**ПРИВЕДЕННЫЙ ОТРЫВОК**

============

Образ «улица — легкие ветра» дорогого стоит. Накануне 14 апреля — дня гибели Маяковского — юноша тяжело думал об этом событии, о жизни и смерти.
Было еще и лито им. М. М. Пилипенко — покойного журналиста, поэта, барда — при молодежной газете «На смену!» под руководством Николая Мережникова. Туда ходили и Кузин, и Рыжий. У Бориса появились новые приятели — Игорь Воротников, Леонид Луговых, Алексей Верницкий, Вадим Синявин (стихов не писал — играл на кларнете и многих прочих инструментах).
Лито в Доме культуры автомобилистов — то место, куда пришел Лобанцев после «Горного родника». Там было многолюдно и бурно. Вообще надо сказать, конец 1980-х — начало 1990-х в Екатеринбурге — взлет стихотворства, молодое кипение вокруг стихов и поэтов, поток вечеров, встреч, выступлений, изданий коллективных и индивидуальных (очень скромных, малым тиражом, обычно — за свой счет).
Я пишу не трактат об уральской поэзии. Но рядом с Рыжим были другие.
Юрий Лобанцев был, что называется, крепким поэтом, сколачивая стихи продуманно и без внешних эффектов. Он писал стихи, как вел литобъединение, уча и наставляя:
Поэтов, присосавшихся к березам,
теперь обходит время стороной.

============

**СОХРАНЕННЫЕ СТРОКИ**
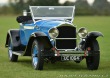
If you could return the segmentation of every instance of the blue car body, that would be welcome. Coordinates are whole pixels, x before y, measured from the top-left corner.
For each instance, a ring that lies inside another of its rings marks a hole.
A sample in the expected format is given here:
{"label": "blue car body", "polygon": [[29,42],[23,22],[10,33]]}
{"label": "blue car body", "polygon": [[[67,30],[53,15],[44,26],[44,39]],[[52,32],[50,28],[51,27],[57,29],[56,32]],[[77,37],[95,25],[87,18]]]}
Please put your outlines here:
{"label": "blue car body", "polygon": [[31,15],[24,12],[24,16],[17,17],[20,29],[7,33],[9,60],[16,62],[19,55],[31,56],[34,69],[42,70],[44,60],[80,63],[85,58],[88,69],[97,70],[100,50],[96,39],[103,35],[87,32],[84,27],[77,30],[74,9],[75,6],[30,6]]}
{"label": "blue car body", "polygon": [[[64,20],[53,20],[53,19],[40,20],[36,22],[35,24],[34,23],[22,24],[20,25],[21,44],[26,46],[28,44],[30,36],[34,32],[44,32],[49,37],[48,31],[50,28],[53,28],[53,27],[59,26],[60,24],[65,24],[65,23],[71,24],[70,22],[65,22]],[[24,28],[24,26],[26,26],[27,28]]]}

============

**СПИСОК ЗАДАНИЙ**
1 > По приведенному отрывку ответьте на вопросы, обозначив ответы теми же буквами:
(a) Какой день назван днем гибели Маяковского?
(b) При какой молодежной газете существовало лито им. М. М. Пилипенко?
(c) Куда пришел Лобанцев после «Горного родника»?
2 > Продублируйте фрагмент приведенного отрывка: всё, начиная со слов «Лито в Доме» и заканчивая словами «за свой счет).».

**ОЖИДАЕМЫЕ ОТВЕТЫ**
1 >
(a) 14 апреля.
(b) При газете «На смену!».
(c) В лито в Доме культуры автомобилистов.

2 >
Лито в Доме культуры автомобилистов — то место, куда пришел Лобанцев после «Горного родника». Там было многолюдно и бурно. Вообще надо сказать, конец 1980-х — начало 1990-х в Екатеринбурге — взлет стихотворства, молодое кипение вокруг стихов и поэтов, поток вечеров, встреч, выступлений, изданий коллективных и индивидуальных (очень скромных, малым тиражом, обычно — за свой счет).